DAKWAH TAUHID DIPERSOALKAN
Dakwah Tauhid (menyeru umat untuk beribadah kepada Allah semata dan meninggalkan kesyirikan) merupakan prioritas dan intisari dakwah para Nabi dan para Rasul, sejak Rasul pertama yaitu Nabi Nuh ‘alaihissalam hingga Rasul terakhir yaitu Nabi kita Muhammad shallallahu ‘alaihi wa sallam. Allah berfirman:
وَلَقَدۡ بَعَثۡنَا فِى ڪُلِّ أُمَّةٍ۬ رَّسُولاً أَنِ ٱعۡبُدُواْ ٱللَّهَ وَٱجۡتَنِبُواْ ٱلطَّـٰغُوتَۖ
Dan sesungguhnya Kami telah mengutus Rasul pada tiap-tiap umat (untuk menyerukan): “Sembahlah Allah (saja), dan jauhilah Thaghut (sesembahan selain Allah) itu”. (QS. An-Nahl : 36)

■ ■ ■ ■

* YANG HARUS DIKERJAKAN
1 - Terjemahkan kalimat berikut dari teks tentang dakwah tauhid ke dalam bahasa Inggris: "Dakwah Tauhid (menyeru umat untuk beribadah kepada Allah semata dan meninggalkan kesyirikan) merupakan prioritas dan intisari dakwah para Nabi dan para Rasul, sejak Rasul pertama yaitu Nabi Nuh ‘alaihissalam hingga Rasul terakhir yaitu Nabi kita Muhammad shallallahu ‘alaihi wa sallam."
2 - Hitung baris pada data di bawah yang memuat kata "light". Tuliskan jumlahnya saja.

■ ■ ■ ■

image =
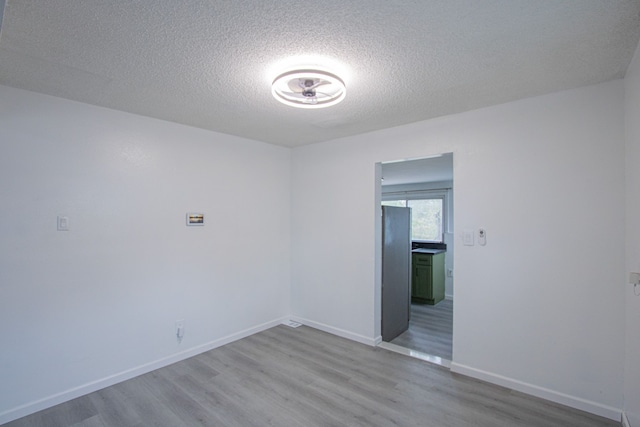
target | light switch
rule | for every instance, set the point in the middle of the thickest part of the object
(467, 237)
(63, 223)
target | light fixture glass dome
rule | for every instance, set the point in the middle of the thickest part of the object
(308, 88)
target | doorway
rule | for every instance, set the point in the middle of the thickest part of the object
(426, 186)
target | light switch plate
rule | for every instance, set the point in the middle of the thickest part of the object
(63, 223)
(467, 237)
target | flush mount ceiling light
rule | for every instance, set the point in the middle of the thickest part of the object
(308, 88)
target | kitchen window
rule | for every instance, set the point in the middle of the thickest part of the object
(427, 217)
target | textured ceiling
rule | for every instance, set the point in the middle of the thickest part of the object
(209, 64)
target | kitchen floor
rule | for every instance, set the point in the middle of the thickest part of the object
(430, 329)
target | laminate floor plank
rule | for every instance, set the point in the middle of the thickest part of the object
(430, 329)
(305, 377)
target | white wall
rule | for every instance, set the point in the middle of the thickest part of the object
(540, 308)
(632, 125)
(98, 304)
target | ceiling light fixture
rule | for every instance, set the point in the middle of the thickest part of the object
(308, 88)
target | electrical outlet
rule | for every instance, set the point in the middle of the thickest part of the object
(180, 329)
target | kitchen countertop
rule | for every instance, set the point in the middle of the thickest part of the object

■ ■ ■ ■

* HASIL PENGERJAAN
1 - The call to Tawhid (calling people to worship Allah alone and to abandon polytheism) is the priority and essence of the call of the Prophets and the Messengers, from the first Messenger, namely the Prophet Nuh ‘alaihissalam, to the last Messenger, namely our Prophet Muhammad shallallahu ‘alaihi wa sallam.

2 - 5